• **The problem**: Return the entries in their entirety, precisely as given.

[Dataset items]
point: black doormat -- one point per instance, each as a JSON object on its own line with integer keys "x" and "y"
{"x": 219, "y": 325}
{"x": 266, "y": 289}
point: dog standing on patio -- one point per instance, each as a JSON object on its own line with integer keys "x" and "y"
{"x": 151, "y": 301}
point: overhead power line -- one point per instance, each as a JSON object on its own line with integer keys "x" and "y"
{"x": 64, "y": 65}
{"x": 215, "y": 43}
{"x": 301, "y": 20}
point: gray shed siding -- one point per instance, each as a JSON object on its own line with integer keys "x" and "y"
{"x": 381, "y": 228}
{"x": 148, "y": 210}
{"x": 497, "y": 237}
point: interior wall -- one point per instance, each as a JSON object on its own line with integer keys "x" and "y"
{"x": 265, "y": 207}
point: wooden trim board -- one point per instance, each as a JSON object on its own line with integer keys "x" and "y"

• **Completed exercise**:
point: black doormat -- one point per instance, each as a JSON object on its own line with integer keys "x" and "y"
{"x": 219, "y": 325}
{"x": 266, "y": 289}
point: dog standing on patio -- one point per instance, each as a JSON object on its own line with integer keys "x" and "y"
{"x": 151, "y": 301}
point: overhead power line -- one point per instance, each as a JSON object on its own line with integer keys "x" and "y"
{"x": 64, "y": 65}
{"x": 215, "y": 43}
{"x": 301, "y": 20}
point: gray shed siding -- one point per instance, each as a JSON object on its own line with integer keys "x" and "y"
{"x": 381, "y": 228}
{"x": 148, "y": 210}
{"x": 497, "y": 237}
point: interior wall -- one point per instance, each as a JSON object on its own line with integer keys "x" and "y"
{"x": 265, "y": 207}
point: wooden trim board -- one point per instance, each as a JSON object on its own line with integer keys "x" and "y"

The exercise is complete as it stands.